+++ Supplied data
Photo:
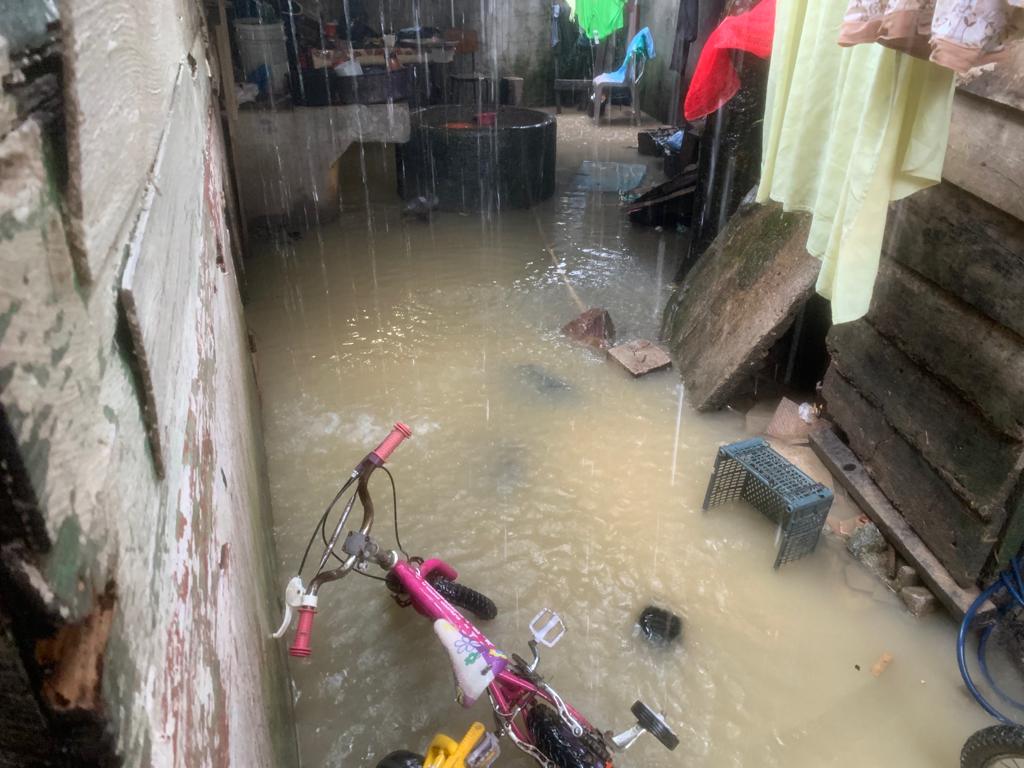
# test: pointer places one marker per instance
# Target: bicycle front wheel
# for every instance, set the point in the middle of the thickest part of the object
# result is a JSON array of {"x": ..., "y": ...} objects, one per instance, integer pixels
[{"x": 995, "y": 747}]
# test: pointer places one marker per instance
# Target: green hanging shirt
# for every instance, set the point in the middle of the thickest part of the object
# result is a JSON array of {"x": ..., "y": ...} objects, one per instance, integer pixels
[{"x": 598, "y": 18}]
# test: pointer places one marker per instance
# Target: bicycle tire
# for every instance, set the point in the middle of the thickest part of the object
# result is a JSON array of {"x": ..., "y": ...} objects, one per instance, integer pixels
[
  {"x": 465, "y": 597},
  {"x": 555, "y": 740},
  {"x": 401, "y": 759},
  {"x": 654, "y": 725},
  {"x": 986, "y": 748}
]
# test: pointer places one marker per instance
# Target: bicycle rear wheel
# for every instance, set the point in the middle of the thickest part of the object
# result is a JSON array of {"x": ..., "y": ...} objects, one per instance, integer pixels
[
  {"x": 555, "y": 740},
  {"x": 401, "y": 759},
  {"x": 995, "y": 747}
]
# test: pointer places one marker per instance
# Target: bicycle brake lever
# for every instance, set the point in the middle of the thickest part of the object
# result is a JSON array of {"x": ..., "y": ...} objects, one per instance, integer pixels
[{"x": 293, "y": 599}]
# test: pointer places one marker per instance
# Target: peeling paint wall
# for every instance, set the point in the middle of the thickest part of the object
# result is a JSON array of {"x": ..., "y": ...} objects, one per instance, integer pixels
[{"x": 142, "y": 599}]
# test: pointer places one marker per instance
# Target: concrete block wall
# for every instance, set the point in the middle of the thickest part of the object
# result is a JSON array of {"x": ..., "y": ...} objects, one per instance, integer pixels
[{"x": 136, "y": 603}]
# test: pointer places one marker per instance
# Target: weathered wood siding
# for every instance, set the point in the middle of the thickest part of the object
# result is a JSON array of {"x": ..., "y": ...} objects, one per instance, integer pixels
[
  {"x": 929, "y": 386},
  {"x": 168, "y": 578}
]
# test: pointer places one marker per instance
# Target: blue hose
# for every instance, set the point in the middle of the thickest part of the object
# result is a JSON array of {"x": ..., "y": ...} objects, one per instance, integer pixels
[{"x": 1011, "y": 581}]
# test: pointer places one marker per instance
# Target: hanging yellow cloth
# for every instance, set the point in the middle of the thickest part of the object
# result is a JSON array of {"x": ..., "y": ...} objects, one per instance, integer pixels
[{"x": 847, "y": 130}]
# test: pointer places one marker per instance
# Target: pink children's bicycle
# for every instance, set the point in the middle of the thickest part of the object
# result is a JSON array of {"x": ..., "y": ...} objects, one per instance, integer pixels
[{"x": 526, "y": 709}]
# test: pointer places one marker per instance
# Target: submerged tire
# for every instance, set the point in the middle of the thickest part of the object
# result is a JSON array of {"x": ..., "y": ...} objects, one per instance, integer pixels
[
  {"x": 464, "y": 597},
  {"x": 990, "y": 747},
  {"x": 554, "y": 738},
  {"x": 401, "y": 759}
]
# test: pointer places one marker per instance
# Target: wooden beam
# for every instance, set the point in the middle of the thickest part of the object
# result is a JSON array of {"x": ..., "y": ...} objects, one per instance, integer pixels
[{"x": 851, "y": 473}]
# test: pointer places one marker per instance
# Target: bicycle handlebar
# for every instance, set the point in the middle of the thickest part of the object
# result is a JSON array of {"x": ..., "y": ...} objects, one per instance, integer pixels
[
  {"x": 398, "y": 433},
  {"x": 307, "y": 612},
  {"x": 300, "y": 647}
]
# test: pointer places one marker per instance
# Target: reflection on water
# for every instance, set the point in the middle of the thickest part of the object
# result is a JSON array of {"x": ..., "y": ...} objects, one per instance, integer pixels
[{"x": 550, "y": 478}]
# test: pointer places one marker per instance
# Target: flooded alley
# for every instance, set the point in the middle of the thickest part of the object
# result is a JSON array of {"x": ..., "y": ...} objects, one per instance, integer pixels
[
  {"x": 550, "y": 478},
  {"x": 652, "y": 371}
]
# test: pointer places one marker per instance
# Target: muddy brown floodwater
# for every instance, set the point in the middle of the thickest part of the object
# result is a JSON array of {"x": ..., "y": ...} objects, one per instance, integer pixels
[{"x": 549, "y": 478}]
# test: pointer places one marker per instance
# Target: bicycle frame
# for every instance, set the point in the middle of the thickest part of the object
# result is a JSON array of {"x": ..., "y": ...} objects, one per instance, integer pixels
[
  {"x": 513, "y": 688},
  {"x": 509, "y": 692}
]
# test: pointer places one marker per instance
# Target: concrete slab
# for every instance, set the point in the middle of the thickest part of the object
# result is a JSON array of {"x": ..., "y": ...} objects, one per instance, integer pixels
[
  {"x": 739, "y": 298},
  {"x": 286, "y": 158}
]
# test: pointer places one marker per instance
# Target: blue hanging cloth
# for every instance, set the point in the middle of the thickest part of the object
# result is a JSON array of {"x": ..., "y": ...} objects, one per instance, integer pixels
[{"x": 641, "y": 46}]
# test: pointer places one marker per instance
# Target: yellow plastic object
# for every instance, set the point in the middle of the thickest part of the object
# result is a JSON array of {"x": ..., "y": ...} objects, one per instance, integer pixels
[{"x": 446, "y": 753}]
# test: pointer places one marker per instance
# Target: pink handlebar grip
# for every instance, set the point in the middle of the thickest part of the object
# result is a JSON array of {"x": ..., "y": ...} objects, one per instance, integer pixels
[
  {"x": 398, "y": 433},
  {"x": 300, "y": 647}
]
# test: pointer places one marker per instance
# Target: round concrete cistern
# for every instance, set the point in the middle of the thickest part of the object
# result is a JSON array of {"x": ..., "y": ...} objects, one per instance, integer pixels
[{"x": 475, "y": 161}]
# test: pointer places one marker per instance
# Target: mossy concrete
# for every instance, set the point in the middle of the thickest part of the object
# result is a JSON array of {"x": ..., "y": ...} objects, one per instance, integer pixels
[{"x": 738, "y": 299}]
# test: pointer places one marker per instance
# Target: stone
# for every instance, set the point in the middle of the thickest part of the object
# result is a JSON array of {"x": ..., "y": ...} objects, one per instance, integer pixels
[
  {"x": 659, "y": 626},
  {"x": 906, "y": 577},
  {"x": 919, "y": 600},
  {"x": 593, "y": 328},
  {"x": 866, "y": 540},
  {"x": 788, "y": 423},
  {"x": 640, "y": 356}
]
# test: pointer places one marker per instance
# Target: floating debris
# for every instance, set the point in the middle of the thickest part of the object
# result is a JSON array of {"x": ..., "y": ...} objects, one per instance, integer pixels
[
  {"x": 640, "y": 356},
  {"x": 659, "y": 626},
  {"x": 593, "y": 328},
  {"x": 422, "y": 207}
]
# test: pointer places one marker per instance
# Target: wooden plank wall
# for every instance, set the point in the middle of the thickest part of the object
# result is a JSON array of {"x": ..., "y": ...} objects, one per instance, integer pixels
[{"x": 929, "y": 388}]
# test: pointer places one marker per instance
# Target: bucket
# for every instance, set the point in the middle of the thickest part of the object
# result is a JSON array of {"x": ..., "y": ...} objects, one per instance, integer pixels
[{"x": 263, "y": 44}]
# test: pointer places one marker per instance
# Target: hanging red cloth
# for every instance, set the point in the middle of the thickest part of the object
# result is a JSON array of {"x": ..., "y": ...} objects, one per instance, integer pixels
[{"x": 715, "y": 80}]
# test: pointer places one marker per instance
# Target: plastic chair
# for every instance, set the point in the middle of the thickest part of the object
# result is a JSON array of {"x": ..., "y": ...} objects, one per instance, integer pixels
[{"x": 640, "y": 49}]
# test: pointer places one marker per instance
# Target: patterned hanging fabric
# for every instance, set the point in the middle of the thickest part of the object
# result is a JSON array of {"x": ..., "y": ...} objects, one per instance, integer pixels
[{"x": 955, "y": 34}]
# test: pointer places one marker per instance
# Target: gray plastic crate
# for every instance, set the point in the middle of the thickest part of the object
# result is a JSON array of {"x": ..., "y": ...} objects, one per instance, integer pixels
++++++
# Exercise description:
Report every line of the records that contains the word "wooden", matching case exactly.

# Task output:
# Target: wooden beam
# Target: wooden plank wall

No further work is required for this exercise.